§ Challenge
Arrange the rows below as a numbered list, skipping any blank lines and omitting the pictures.
━━━━━━━━━━━━━━━━
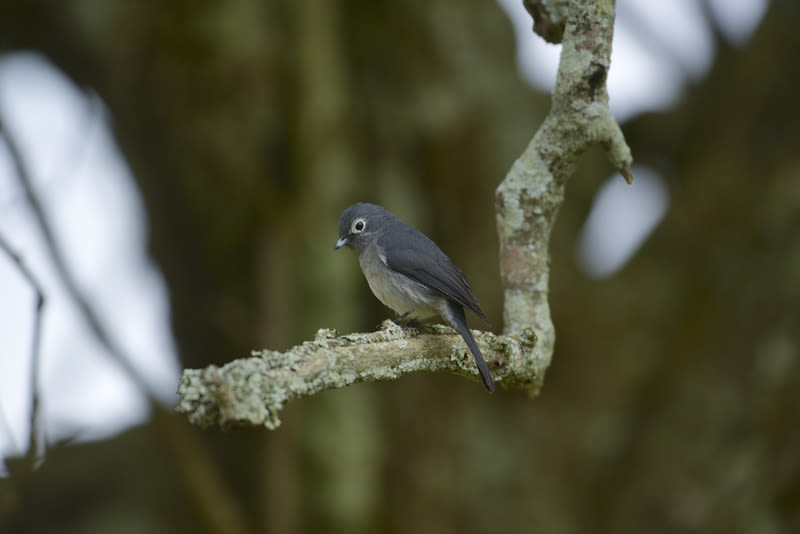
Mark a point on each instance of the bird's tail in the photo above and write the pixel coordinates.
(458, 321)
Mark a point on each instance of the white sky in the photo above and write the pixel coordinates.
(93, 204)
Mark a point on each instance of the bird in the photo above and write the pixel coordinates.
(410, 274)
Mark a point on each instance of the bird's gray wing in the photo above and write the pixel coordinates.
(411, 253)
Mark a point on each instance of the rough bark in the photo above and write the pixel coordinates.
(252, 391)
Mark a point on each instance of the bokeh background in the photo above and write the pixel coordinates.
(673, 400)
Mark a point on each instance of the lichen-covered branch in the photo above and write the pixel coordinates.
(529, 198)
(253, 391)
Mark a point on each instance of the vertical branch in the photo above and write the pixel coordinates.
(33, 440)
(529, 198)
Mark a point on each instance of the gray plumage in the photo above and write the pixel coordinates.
━━━━━━━━━━━━━━━━
§ Result of the exercise
1. Mark a point on each instance of the bird's tail in the photo above and write the pixel coordinates.
2. (458, 321)
3. Mark a point on each instance of the white sky in the photo above and write the pixel coordinates.
4. (93, 204)
5. Mark a point on each instance of the bird in the photo above and write the pixel coordinates.
6. (410, 274)
7. Mark a point on each instance of the bird's gray wing in the photo above and write the pixel coordinates.
8. (411, 253)
9. Mark a point on each instance of the rough bark in the photo above and write the pixel coordinates.
10. (252, 391)
11. Mark a point on each instance of the bokeh background in the photo above and write the pixel coordinates.
12. (673, 400)
13. Mark a point on each instance of the lichen-covered branch in the photo above and write the pixel coordinates.
14. (529, 198)
15. (253, 391)
16. Mark a point on each instance of the vertical branch in the photo above and write the pixel coordinates.
17. (33, 440)
18. (529, 198)
19. Mark a point on each instance of the gray plumage in the photo above and write the pixel coordinates.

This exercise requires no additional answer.